• _Prompt_
Among the entries below, find each line with "nail" and show it.

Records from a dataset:
########################################
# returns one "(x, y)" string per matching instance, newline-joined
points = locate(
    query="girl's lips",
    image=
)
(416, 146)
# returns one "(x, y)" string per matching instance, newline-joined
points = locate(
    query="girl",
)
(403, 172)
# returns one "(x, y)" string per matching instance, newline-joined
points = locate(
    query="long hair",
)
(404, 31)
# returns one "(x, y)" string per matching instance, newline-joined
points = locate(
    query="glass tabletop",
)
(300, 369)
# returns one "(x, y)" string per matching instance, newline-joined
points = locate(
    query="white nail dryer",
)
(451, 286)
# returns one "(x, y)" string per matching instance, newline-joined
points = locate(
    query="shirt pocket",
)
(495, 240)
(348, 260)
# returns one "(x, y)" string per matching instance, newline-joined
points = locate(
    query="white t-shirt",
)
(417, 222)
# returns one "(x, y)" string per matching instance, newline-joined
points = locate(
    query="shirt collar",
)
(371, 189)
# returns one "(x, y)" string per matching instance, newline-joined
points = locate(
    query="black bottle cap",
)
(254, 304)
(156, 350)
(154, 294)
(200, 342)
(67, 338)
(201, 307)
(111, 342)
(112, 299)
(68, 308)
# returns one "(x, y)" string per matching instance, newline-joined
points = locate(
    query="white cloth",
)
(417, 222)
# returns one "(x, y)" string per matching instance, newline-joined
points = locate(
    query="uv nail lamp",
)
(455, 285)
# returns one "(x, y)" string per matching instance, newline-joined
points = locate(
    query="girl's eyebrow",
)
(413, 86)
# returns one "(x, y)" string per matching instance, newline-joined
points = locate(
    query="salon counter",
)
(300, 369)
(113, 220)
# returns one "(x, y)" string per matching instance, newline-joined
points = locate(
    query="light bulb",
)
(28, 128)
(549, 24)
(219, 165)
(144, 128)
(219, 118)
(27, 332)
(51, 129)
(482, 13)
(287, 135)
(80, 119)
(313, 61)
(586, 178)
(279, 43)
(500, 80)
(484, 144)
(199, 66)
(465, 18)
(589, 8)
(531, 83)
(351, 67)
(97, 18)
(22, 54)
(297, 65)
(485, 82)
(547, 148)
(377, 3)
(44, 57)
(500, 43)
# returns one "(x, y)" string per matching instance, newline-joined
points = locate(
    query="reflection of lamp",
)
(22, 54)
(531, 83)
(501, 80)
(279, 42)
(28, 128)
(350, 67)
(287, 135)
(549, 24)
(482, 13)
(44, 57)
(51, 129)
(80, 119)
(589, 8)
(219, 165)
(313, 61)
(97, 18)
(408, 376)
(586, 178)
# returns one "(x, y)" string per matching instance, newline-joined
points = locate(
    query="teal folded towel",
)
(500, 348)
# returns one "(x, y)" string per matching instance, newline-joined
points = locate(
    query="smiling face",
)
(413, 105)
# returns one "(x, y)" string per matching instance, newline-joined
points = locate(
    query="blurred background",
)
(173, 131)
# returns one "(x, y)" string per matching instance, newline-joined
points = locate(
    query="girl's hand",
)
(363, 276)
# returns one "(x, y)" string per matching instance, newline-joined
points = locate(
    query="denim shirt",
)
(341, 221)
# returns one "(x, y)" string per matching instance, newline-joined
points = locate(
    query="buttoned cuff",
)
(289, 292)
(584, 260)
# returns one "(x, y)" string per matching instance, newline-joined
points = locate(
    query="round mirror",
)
########################################
• _Exercise response_
    query="white nail dryer",
    query="uv nail lamp",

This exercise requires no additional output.